Elenco attività –
**A)** Secondo il brano sul carcinoma mammario, in quale occasione sono stati pubblicati i dati aggiornati su abemaciclib?
**B)** Per favore, prosegui il brano sul carcinoma mammario a partire dalla sua ultima frase.

Ribociclib ha mostrato benefici significativi nelle pazienti che hanno ricevuto ribociclib e terapia ormonale, con un prolungamento della sopravvivenza libera da progressione (PFS) di quasi un anno, confermando la maggiore efficacia di KISQALI in questa popolazione.
San Antonio: nuovi dati a favore di abemaciclib nel trattamento del carcinoma mammario in fase iniziale
Secondo gli ultimi dati, abemaciclib (Verzenios), un inibitore delle chinasi ciclina-dipendenti 4 e 6 (CDK4/6), ha mostrato un beneficio clinico ancor maggiore nel trattamento adiuvante in associazione ad ormonoterapia in pazienti con carcinoma mammario in fase iniziale ormono-dipendente, HER2-negativo e linfonodo-positivo ad alto rischio di recidiva. I dati aggiornati sono stati pubblicati all'inizio di dicembre in occasione del Breast Cancer Symposium di San Antonio, negli Stati Uniti.

Descrizioni libere degli oggetti:
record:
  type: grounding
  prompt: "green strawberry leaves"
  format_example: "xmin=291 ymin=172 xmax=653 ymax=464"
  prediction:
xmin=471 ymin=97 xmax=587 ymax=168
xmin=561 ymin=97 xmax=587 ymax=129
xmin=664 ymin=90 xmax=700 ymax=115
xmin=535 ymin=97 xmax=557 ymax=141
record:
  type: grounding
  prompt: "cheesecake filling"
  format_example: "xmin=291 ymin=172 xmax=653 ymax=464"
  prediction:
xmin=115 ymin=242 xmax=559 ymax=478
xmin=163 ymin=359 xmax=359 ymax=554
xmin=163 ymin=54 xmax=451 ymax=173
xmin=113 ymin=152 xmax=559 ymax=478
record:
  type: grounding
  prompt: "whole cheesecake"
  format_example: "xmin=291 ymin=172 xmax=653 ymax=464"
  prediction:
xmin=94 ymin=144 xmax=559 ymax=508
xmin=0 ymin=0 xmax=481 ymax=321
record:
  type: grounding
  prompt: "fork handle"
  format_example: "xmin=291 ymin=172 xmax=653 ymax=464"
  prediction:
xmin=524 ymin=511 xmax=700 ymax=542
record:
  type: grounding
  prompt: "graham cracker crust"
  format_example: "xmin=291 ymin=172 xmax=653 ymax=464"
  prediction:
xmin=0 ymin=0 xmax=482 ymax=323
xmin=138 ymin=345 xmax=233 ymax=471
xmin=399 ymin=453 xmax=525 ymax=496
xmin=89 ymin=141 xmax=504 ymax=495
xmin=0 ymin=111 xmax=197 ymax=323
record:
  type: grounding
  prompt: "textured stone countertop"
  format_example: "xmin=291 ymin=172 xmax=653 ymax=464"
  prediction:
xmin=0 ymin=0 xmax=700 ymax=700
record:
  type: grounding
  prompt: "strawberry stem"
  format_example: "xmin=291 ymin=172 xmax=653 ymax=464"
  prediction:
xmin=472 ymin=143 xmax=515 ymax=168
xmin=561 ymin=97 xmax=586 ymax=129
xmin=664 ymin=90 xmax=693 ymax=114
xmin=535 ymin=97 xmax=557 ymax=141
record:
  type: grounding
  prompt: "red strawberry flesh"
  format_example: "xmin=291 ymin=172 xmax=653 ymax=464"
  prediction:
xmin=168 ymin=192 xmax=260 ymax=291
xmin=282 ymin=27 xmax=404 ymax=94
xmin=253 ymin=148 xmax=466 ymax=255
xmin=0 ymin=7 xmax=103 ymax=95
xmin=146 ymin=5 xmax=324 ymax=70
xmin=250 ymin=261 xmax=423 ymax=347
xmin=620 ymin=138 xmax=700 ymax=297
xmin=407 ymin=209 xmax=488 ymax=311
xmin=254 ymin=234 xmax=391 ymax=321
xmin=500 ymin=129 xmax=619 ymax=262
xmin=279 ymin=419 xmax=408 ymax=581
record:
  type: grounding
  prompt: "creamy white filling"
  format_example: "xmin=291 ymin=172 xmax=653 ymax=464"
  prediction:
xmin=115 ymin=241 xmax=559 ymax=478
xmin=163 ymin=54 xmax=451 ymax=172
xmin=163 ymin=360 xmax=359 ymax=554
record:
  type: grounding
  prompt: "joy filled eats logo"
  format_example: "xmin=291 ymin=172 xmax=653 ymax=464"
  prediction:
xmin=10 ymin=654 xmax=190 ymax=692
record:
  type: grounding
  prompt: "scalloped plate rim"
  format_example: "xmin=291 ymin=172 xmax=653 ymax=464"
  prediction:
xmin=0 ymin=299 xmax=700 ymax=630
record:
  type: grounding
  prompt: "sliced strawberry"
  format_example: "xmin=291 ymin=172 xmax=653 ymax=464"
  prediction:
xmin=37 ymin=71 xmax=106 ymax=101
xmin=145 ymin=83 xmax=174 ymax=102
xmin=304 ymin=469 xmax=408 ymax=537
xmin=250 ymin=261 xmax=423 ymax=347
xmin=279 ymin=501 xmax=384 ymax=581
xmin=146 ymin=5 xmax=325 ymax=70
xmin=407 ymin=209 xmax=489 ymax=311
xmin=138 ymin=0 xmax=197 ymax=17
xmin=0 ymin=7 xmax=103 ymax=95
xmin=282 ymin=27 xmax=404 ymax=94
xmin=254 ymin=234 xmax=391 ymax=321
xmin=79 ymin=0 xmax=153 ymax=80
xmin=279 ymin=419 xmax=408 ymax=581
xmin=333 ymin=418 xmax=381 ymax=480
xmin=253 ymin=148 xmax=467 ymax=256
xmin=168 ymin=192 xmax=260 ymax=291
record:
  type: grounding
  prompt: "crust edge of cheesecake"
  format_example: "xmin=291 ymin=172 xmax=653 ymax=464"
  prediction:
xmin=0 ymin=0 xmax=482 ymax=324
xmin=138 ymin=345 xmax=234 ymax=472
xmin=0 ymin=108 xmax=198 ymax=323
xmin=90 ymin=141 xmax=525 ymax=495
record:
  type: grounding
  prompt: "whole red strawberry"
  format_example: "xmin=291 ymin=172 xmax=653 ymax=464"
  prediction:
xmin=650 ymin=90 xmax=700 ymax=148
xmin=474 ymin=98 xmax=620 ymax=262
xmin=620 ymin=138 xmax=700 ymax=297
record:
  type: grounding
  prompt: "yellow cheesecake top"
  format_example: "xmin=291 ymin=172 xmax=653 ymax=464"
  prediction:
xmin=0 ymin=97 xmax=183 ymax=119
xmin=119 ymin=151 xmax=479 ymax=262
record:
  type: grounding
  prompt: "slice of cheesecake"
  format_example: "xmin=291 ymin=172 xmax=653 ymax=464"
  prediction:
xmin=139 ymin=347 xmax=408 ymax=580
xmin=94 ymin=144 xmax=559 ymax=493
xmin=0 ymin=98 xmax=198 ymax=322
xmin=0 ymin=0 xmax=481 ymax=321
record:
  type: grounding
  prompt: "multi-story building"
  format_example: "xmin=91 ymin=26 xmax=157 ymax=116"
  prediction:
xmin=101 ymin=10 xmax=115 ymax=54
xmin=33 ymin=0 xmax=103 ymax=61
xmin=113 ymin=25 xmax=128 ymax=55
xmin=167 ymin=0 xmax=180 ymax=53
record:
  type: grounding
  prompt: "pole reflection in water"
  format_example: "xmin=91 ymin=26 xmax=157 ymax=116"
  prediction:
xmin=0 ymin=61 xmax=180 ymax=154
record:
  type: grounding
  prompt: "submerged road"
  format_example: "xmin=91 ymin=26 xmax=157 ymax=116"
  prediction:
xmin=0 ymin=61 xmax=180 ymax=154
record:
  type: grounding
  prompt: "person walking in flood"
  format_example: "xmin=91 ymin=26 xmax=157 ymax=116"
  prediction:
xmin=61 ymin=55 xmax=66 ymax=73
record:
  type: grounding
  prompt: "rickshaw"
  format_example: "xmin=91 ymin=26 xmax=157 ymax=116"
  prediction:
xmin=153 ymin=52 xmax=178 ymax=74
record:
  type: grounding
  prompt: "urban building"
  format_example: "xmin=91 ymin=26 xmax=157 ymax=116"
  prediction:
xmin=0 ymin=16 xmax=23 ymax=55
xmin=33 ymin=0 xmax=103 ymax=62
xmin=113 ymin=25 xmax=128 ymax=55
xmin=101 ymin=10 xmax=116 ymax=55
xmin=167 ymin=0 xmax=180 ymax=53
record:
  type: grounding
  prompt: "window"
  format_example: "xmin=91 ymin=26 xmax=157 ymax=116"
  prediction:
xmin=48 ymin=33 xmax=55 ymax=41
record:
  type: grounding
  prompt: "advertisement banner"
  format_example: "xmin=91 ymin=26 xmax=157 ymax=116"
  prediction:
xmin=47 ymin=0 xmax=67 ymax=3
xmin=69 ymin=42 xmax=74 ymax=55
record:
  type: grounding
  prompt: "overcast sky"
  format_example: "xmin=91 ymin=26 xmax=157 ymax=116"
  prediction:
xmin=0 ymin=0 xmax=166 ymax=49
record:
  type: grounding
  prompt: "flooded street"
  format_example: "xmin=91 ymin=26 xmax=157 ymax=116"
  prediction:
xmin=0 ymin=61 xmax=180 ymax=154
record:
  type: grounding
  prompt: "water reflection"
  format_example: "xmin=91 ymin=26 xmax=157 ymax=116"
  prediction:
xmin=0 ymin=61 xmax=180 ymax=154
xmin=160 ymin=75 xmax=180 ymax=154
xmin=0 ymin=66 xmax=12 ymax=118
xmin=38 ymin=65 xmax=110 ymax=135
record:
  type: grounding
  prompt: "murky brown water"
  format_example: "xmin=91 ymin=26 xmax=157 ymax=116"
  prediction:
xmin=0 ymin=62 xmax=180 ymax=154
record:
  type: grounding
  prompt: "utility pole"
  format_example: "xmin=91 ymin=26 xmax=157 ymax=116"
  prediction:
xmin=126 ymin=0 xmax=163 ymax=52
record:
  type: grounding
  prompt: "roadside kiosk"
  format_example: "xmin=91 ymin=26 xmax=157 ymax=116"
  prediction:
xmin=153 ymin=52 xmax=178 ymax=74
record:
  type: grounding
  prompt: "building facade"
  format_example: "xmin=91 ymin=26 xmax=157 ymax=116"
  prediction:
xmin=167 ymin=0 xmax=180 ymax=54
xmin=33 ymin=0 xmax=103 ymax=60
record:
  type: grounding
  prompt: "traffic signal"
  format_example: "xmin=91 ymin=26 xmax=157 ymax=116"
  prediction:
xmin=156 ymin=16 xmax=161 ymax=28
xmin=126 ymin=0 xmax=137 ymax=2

Risposte alle attività –
**A)** In occasione del Breast Cancer Symposium di San Antonio, negli Stati Uniti, all'inizio di dicembre.

**B)**
Si tenga presente che Verzenios, in associazione all'ormonoterapia, è indicato per il trattamento adiuvante di pazienti adulti con carcinoma mammario in fase iniziale, ormono-positivo, HER2-negativo, con linfonodi positivi e ad alto rischio di recidiva.
Analisi del follow-up mediano dei pazienti a 3,5 anni
I dati più recenti includono i risultati dell'analisi eseguita al follow-up mediano a 3,5 anni dei pazienti che hanno completato (o interrotto) il periodo di trattamento di 2 anni con abemaciclib. Verzenios deve essere assunto continuativamente per due anni fino alla recidiva della malattia o alla comparsa di una tossicità inaccettabile. Al follow-up a quattro anni il miglioramento della sopravvivenza libera da malattia invasiva e della sopravvivenza libera da recidiva a distanza è risultato ancora più accentuato rispetto ai tassi riscontrati a due e a tre anni.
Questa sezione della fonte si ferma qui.